**Passage to read:**
— BEGIN —
No, this is unique to that part.
Most drivers will draw down the charge of the output capacitor if the duty cycle is very low.
The MIC4102 will also pull the capacitor down if the LS pin is wrong.
 
Thread starter #5
Hmm, so how to know when to disable LO (override the duty) without knowing which way current is flowing through the inductor?

I can turn LI off so that LO is just a diode but it's knowing when to do it. I have a large super cap on the output and sticking that through the lower FET will blow it.

Screenshot_2018-12-17_17-25-50.png
 
Thread starter #6
After reading up I've learned I can calculate the min duty based on the inductor ripple value.

You can see my original circuit below. It's similar to the ones above but without the floating high driver (instead I'm using a 18V boost output).

If I were to stick with this would the 18V always be enough to saturate the FET? I'm thinking what'll actually happen is the loop through L50 & output will make the drive too slow.


Screenshot_2018-12-17_18-08-09.png
 

ronsimpson

Well-Known Member
Most Helpful Member
#7
The tc4427 is designed to drive two MOSFETs with their Source connected to ground. It is not to drive a top side transistor.
Also there is no logic to stop having both transistors turned on at the same time.
------
After reading up I've learned I can calculate the min duty based on the inductor ripple value.
If you measure the 100 volt supply then multiply by duty cycle you get a voltage. Measure the capacitors voltage. If the capacitor voltage is much high then the 100 * ds then you have this problem. (probably only happens at start up and if the capacitor has no load to pull it down)
— END —
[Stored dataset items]
— BEGIN —
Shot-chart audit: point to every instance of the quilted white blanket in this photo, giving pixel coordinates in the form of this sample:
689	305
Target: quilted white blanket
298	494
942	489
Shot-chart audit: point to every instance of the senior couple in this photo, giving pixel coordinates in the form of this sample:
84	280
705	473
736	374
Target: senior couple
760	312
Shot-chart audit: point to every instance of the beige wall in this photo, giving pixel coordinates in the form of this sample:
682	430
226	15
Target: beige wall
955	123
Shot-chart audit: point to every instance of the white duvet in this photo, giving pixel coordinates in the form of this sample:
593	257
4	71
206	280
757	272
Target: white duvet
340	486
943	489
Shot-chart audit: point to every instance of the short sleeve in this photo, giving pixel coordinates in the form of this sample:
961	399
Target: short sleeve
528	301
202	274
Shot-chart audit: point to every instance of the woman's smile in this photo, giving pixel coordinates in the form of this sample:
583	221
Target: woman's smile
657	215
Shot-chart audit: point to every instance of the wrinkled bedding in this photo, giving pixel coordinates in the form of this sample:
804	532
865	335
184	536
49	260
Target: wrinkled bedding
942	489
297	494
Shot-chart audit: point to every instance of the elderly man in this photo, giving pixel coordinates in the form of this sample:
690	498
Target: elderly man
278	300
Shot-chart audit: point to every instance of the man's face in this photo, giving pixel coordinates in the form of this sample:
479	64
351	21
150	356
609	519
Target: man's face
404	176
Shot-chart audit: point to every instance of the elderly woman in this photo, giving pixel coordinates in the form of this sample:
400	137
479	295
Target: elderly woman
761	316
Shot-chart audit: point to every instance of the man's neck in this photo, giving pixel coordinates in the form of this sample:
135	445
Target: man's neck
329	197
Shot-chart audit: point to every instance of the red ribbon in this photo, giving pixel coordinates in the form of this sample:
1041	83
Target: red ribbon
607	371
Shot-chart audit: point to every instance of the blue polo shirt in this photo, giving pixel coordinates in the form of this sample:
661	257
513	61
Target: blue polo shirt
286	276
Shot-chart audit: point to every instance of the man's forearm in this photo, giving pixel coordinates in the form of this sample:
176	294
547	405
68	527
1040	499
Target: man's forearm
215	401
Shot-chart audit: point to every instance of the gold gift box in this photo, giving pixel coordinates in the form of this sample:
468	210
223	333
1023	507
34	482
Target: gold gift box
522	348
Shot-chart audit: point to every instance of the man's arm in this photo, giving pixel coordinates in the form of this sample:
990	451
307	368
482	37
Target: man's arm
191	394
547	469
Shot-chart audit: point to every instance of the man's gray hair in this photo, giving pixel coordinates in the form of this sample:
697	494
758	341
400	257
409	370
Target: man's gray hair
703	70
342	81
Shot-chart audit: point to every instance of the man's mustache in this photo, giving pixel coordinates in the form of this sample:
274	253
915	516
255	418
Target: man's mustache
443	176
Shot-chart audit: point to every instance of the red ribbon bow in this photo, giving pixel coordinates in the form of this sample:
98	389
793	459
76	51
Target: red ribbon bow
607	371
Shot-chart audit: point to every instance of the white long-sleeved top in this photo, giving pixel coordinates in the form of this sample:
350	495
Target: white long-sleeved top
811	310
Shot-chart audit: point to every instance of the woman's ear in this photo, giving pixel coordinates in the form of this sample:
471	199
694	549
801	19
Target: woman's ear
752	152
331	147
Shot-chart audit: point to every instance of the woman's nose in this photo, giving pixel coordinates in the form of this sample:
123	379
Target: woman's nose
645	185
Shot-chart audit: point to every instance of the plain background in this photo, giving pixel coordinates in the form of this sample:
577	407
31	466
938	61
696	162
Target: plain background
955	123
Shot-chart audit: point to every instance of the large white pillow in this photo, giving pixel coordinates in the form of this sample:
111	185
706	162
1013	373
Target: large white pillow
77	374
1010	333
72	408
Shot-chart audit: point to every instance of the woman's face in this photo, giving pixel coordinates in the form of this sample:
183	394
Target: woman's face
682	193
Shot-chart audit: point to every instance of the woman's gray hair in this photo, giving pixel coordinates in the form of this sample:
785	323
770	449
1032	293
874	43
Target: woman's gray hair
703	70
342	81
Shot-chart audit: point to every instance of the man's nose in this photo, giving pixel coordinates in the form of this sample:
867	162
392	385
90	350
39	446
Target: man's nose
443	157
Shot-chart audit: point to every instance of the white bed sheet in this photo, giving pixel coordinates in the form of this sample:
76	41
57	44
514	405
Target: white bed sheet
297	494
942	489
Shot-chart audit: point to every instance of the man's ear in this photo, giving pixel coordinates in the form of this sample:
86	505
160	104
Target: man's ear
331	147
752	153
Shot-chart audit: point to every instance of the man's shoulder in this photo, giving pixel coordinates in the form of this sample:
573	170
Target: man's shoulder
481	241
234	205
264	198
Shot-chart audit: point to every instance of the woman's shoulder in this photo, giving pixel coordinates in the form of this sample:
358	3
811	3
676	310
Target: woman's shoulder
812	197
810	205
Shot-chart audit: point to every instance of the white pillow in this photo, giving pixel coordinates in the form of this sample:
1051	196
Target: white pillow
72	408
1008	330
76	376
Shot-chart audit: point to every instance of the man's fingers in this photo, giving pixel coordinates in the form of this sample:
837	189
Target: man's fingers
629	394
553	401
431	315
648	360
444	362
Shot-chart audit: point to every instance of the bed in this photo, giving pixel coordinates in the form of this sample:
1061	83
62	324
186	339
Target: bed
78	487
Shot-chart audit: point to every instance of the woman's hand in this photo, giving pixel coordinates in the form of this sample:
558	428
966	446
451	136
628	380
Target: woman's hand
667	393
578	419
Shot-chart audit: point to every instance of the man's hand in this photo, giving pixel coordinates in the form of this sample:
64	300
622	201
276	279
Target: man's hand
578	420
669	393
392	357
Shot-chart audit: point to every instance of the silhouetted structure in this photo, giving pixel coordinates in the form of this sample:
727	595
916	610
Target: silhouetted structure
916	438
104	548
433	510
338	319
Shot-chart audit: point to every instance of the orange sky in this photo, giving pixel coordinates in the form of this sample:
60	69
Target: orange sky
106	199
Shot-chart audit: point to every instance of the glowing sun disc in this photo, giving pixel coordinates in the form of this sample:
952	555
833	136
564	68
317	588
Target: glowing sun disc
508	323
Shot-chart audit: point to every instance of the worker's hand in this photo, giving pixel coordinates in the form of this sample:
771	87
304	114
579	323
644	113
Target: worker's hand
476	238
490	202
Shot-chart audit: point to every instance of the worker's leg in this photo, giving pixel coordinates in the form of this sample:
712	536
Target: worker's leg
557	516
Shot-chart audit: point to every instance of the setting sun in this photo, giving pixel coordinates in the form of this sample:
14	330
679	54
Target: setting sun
— END —
**Given exercise 1:** Print the section of the forum thread from "The MIC4102 will" up to and including "18V boost output).".
**Given exercise 2:** Decide whether each statement agrees with the forum thread. Answer yes or no, and quote the words from the thread that settle it. (a) The TC4427 is meant to drive a top side transistor. (b) The thread starter has a large super cap on the output. (c) The MIC4102 will pull the capacitor down if the LS pin is wrong.
The records stand apart from the forum thread as separate material.

**Answer 1:**
The MIC4102 will also pull the capacitor down if the LS pin is wrong.
 
Thread starter #5
Hmm, so how to know when to disable LO (override the duty) without knowing which way current is flowing through the inductor?

I can turn LI off so that LO is just a diode but it's knowing when to do it. I have a large super cap on the output and sticking that through the lower FET will blow it.

Screenshot_2018-12-17_17-25-50.png
 
Thread starter #6
After reading up I've learned I can calculate the min duty based on the inductor ripple value.

You can see my original circuit below. It's similar to the ones above but without the floating high driver (instead I'm using a 18V boost output).

**Answer 2:**
(a) No: "It is not to drive a top side transistor."
(b) Yes: "I have a large super cap on the output"
(c) Yes: "The MIC4102 will also pull the capacitor down if the LS pin is wrong."